** start SUPPLIED PASSAGE **

According to a further aspect of the application, the sterilizer element comprises one or more of a negative-ion generator, an ozonator, and a ultraviolet sterilizer, thereby the air pumped out from the air pumping module is sterilized.

According to a further aspect of the application, each of the air pumping modules further includes a base for supporting a cylinder or a bellows, the base is stably mounted to the shell.

According to a further aspect of the application, the base is made of elastic materials such as rubber, which acts as a buffer for the vibration generated during operation of the cylinder/bellows.

According to a further aspect of the application, the electromagnetic assembly comprises a metal core and a coil, the metal core is “U” shaped and one end of the metal core is arranged through the coil. When the coil is energized, the efficiency of converting electric energy into magnetic energy is enhanced, and the utilization efficiency of electric energy is improved.

According to a further aspect of the application, the air pumping device includes a power cable connected from an external power supply to the electromagnetic assembly for powering the electromagnetic assembly, and a power cable connected from external power supply to the sterilizer element for powering the sterilizer element.

BRIEF DESCRIPTION OF THE DRAWINGS

Implementations of the present technology will now be described, by way of example only, with reference to the attached figures.

FIG. 1 is a perspective view of a first embodiment of an air pump according to the present disclosure mounted on a aquarium.

FIG. 2 is a perspective view of a first embodiment of an air pump according to the present disclosure.

FIG. 3 is a cross section view of the air pump in the first embodiment according to the present disclosure.

FIG. 4 is a perspective view of a second embodiment of an air pump according to the present disclosure.

In the drawings and in the detailed part of the description, the following references are used:

• • Air pumping device 100
  • Shell 10
  • Receiving cavity 11
  • Air inlet hole 12
  • Side wall 13
  • Air outlet hole 14
  • Bottom plate 15
  • Electromagnetic assembly 20
  • Metal core 21
  • Coil 22
  • Transmission device 30
  • Magnetic element 31
  • Swing element 32
  • Rotation shaft 33
  • First transmission element 34
  • Second transmission element 35
  • First air pumping module 40
  • Piston 41
  • Cylinder 42
  • One-way inlet valve 422
  • Outlet conduit 43
  • Base 44
  • Cardan joint 45
  • Bellows 46
  • Sterilizer element 50
  • Air inlet 51
  • Air outlet 52
  • Air conduit 60
  • Second air pumping module 70

DETAILED DESCRIPTION

It will be appreciated that for simplicity and clarity of illustration, where appropriate, reference numerals have been repeated among the different figures to indicate corresponding or analogous components. The description is not to be considered as limiting the scope of the embodiments described herein. The drawings are not necessarily to scale and the proportions of certain parts may be exaggerated to better illustrate details and features of the present disclosure.

** end SUPPLIED PASSAGE **
** start ROWS **

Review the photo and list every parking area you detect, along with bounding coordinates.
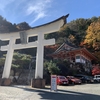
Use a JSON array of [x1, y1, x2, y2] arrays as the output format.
[[0, 84, 100, 100]]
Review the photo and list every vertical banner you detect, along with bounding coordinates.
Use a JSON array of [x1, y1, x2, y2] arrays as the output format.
[[51, 75, 57, 91]]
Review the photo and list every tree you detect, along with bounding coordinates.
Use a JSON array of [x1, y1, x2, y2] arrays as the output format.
[[92, 64, 100, 75], [84, 19, 100, 50]]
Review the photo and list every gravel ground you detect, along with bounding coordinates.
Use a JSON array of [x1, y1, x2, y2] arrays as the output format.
[[0, 84, 100, 100]]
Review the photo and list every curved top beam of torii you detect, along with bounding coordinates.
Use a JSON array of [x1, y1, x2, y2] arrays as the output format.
[[0, 14, 69, 40]]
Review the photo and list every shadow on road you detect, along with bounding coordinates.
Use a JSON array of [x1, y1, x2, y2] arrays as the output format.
[[11, 87, 100, 100]]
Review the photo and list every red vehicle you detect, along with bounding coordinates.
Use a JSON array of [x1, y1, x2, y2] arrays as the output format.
[[67, 76, 82, 84], [57, 76, 69, 85]]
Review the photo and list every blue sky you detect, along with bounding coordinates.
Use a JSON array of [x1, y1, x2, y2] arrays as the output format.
[[0, 0, 100, 27]]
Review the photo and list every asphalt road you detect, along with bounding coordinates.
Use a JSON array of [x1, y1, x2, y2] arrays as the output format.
[[0, 84, 100, 100]]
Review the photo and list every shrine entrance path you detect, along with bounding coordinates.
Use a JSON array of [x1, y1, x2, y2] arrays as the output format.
[[0, 84, 100, 100]]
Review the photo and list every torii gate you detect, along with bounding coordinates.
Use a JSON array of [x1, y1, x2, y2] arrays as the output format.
[[0, 14, 69, 86]]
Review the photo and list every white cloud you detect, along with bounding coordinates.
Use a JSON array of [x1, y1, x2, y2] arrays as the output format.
[[26, 0, 51, 24], [0, 0, 14, 11]]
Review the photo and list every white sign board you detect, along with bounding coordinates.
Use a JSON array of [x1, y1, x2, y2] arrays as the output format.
[[51, 75, 57, 91]]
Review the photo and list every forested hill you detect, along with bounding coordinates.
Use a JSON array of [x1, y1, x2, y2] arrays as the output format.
[[0, 16, 100, 60]]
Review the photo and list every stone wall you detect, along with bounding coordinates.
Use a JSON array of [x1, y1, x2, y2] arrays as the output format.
[[0, 69, 35, 85]]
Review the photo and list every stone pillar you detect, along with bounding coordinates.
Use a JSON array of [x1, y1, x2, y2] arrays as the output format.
[[35, 33, 44, 79], [1, 37, 15, 85]]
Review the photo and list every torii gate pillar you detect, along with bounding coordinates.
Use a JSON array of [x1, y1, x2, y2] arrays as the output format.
[[0, 14, 69, 88]]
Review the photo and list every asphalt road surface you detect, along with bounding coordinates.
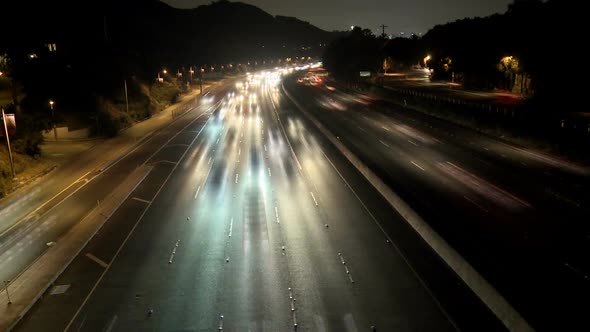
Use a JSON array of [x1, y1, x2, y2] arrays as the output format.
[[285, 74, 590, 330], [16, 74, 502, 331]]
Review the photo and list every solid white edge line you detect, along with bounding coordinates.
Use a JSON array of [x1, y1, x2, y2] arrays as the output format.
[[64, 105, 211, 332], [282, 84, 534, 331]]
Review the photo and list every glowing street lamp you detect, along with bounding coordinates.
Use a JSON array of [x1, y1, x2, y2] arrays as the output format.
[[424, 55, 432, 67], [49, 99, 57, 141]]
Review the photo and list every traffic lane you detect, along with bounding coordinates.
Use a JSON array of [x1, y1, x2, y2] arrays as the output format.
[[66, 87, 282, 326], [0, 81, 232, 235], [298, 81, 588, 249], [274, 87, 504, 331], [324, 80, 590, 185], [306, 83, 590, 276], [264, 85, 462, 330], [284, 81, 586, 326], [42, 110, 217, 330], [365, 97, 590, 208], [13, 114, 215, 331], [214, 110, 293, 331], [0, 100, 219, 280]]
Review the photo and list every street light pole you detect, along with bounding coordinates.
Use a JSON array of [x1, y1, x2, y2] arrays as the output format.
[[123, 80, 129, 113], [2, 108, 16, 179], [4, 280, 12, 304], [49, 100, 57, 142], [199, 68, 205, 96]]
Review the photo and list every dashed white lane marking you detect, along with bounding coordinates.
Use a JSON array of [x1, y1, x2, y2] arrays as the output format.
[[410, 160, 424, 170], [228, 217, 234, 237], [168, 240, 180, 264], [104, 315, 117, 332], [309, 191, 318, 206], [86, 253, 109, 268], [152, 160, 177, 166], [131, 197, 151, 204], [463, 196, 489, 213]]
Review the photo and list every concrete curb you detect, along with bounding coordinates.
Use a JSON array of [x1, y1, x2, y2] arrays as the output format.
[[282, 85, 534, 331], [0, 166, 152, 331], [10, 164, 59, 193]]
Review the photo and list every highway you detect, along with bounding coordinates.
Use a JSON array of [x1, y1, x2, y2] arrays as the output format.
[[285, 74, 590, 330], [16, 73, 503, 331]]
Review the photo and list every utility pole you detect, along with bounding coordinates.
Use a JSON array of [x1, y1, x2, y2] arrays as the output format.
[[123, 80, 129, 113], [4, 280, 12, 304], [49, 100, 57, 142], [2, 108, 16, 179], [379, 24, 389, 37], [199, 68, 205, 96]]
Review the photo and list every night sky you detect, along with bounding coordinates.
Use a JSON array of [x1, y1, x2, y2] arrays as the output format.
[[163, 0, 512, 34]]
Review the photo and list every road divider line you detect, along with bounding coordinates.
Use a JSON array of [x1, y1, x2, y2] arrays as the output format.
[[104, 315, 117, 332], [289, 287, 297, 328], [228, 217, 234, 237], [309, 191, 319, 206], [282, 85, 534, 332], [338, 253, 354, 284], [64, 107, 211, 332], [0, 171, 91, 237], [410, 160, 424, 171], [86, 253, 109, 268], [168, 240, 180, 264], [131, 197, 151, 204], [463, 196, 490, 213]]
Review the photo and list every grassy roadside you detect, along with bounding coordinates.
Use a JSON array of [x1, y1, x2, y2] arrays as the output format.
[[0, 145, 55, 198], [363, 86, 590, 163], [0, 82, 211, 199]]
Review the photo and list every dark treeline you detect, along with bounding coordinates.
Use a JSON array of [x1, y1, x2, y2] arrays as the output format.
[[324, 0, 583, 109], [0, 0, 340, 154]]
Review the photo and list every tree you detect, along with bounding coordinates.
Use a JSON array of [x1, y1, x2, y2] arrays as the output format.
[[323, 27, 383, 82]]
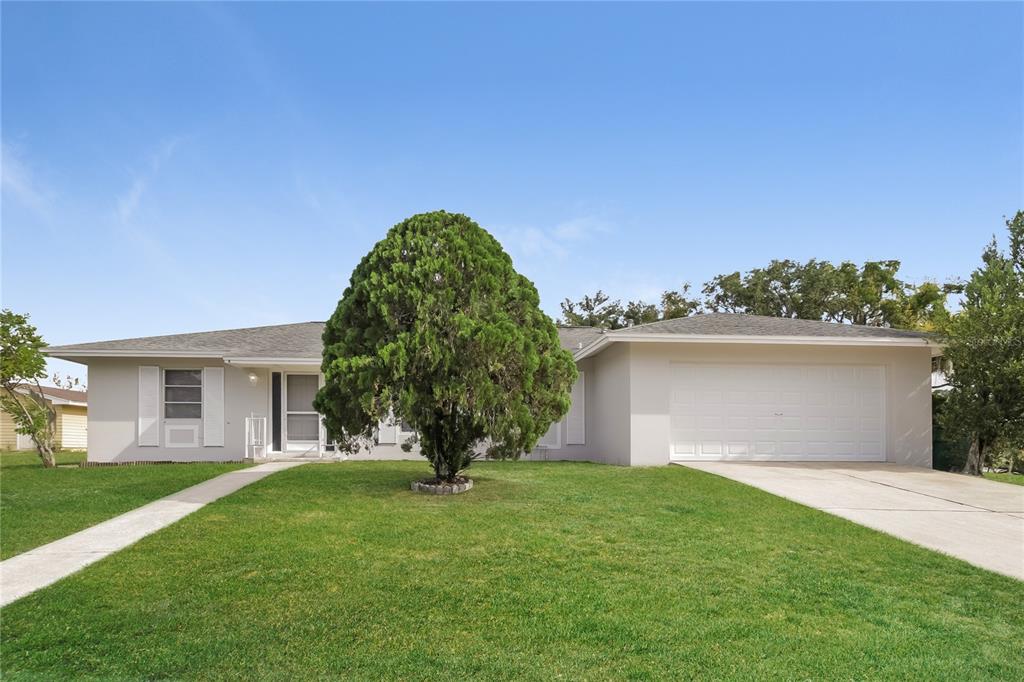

** end ROWS **

**YOUR INSTRUCTIONS**
Please continue the aquarium air pump description, the passage placed before the rows, starting right after its last sentence.

**TASK ANSWER**
It should be understood that, the terms “first” and “second” are used to distinguish elements and are not used to denote a particular order or imply a number of technical features, therefore, unless being specifically defined, features described with “first” and “second” may expressly or implicitly include one or more of the stated features. In the description of the present application, “plurality” means two or more, unless otherwise expressly and specifically defined.

In addition, numerous specific details are set forth in order to provide a thorough understanding of the embodiments described herein. However, it will be understood by those of ordinary skill in the art that the embodiments described herein can be practiced without these specific details. In other instances, methods, procedures, and components have not been described in detail so as not to obscure the related relevant feature being described.

The term “comprising,” when utilized, means “including, but not necessarily limited to”; it specifically indicates open-ended inclusion or membership in the so-described combination, group, series, and the like.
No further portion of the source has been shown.